--- Page excerpt Enclosed Below ---
Assessment of genetic damage in peripheral blood of human volunteers exposed (whole-body) to a 200 muT, 60 Hz magnetic field

Abstract

Aim: To investigate the extent of damage in nucleated cells in peripheral blood of healthy human volunteers exposed to a whole-body 60 Hz, 200 microT magnetic field.

Materials and methods: In this study, 10 male and 10 female healthy human volunteers received a 4 h whole-body exposure to a 200 microT, 60 Hz magnetic field. In addition, five males and five females were treated in a similar fashion, but were exposed to sham conditions. For each subject, a blood sample was obtained prior to the exposure period and aliquots were used as negative- (pre-exposure) and positive- [1.5 Gray (Gy) (60)Cobalt ((60)Co) gamma-irradiation] controls. At the end of the 4 h exposure period, a second blood sample was obtained. The extent of DNA damage was assessed in peripheral human blood leukocytes from all samples using the alkaline comet assay. To detect possible clastogenic effects, the incidence of micronuclei was assessed in phytohemagglutinin (PHA)-stimulated lymphocytes using the cytokinesis-block micronucleus assay.

Results: There was no evidence of either increased DNA damage, as indicated by the alkaline comet assay, or increased incidence of micronuclei (MN) in the magnetic field exposed group. However, an in vitro exposure of 1.5 Gy gamma-irradiation caused a significant increase in both DNA damage and MN induction.

Conclusions: This study found no evidence that an acute, whole-body exposure to a 200 microT, 60 Hz magnetic field for 4 hours could cause DNA damage in human blood.
--- End of Enclosed Page excerpt ---
> [What the task asks]: Rewrite the passage of the magnetic-field study abstract that opens with the words "Assessment of genetic" and closes with "microT magnetic field.", replacing "volunteers" with "participants" throughout.
--- Study material Enclosed Below ---
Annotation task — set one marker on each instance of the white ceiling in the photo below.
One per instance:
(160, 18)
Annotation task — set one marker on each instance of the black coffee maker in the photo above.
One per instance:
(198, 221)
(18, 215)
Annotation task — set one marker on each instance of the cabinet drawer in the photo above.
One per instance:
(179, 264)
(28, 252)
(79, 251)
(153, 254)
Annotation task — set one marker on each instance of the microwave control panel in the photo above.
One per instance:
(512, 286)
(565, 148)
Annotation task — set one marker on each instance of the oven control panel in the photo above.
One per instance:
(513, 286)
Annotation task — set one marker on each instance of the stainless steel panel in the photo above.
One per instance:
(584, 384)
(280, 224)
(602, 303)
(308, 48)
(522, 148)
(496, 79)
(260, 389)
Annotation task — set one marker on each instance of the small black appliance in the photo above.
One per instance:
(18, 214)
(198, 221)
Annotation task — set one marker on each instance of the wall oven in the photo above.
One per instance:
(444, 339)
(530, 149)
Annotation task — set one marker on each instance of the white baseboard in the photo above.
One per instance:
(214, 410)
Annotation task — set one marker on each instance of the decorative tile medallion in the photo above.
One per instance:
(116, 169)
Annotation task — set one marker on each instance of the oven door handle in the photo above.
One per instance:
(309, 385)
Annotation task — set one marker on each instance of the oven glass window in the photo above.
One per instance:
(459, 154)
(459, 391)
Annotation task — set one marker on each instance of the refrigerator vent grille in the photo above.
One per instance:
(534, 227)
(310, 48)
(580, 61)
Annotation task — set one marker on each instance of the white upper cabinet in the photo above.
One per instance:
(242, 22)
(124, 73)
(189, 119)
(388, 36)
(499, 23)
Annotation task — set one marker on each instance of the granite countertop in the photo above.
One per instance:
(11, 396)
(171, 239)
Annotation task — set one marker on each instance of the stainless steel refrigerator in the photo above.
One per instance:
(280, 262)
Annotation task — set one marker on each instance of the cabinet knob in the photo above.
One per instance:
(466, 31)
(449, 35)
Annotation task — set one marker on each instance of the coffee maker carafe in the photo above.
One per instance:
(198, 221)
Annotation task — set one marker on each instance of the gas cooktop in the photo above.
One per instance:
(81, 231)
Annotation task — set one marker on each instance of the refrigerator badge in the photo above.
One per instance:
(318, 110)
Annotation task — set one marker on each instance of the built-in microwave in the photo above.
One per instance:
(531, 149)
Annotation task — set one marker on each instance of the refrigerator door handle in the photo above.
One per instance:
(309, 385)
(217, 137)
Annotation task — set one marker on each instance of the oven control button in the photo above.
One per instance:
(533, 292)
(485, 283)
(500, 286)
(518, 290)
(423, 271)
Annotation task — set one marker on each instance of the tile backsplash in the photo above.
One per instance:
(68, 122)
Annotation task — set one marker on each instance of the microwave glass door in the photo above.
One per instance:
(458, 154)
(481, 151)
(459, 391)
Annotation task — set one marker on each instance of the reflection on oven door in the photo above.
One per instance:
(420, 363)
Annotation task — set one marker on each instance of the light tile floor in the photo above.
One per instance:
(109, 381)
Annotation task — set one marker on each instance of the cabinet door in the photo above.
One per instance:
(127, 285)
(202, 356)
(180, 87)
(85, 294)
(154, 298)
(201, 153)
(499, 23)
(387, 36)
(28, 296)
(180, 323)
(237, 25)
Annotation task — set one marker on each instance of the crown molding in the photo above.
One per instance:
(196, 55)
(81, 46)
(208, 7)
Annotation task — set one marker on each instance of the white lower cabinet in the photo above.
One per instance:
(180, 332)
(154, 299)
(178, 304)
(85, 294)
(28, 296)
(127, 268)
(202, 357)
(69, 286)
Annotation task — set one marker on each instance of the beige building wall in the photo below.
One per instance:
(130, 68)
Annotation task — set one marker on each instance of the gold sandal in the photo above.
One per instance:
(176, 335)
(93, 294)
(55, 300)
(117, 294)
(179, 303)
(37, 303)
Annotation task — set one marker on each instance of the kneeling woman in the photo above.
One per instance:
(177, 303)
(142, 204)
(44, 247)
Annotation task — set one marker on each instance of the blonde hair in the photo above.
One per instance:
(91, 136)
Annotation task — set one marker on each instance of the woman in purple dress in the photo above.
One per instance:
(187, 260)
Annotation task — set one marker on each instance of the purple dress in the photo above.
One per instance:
--- End of Enclosed Study material ---
> [Exercise result]:
Assessment of genetic damage in peripheral blood of human participants exposed (whole-body) to a 200 muT, 60 Hz magnetic field

Abstract

Aim: To investigate the extent of damage in nucleated cells in peripheral blood of healthy human participants exposed to a whole-body 60 Hz, 200 microT magnetic field.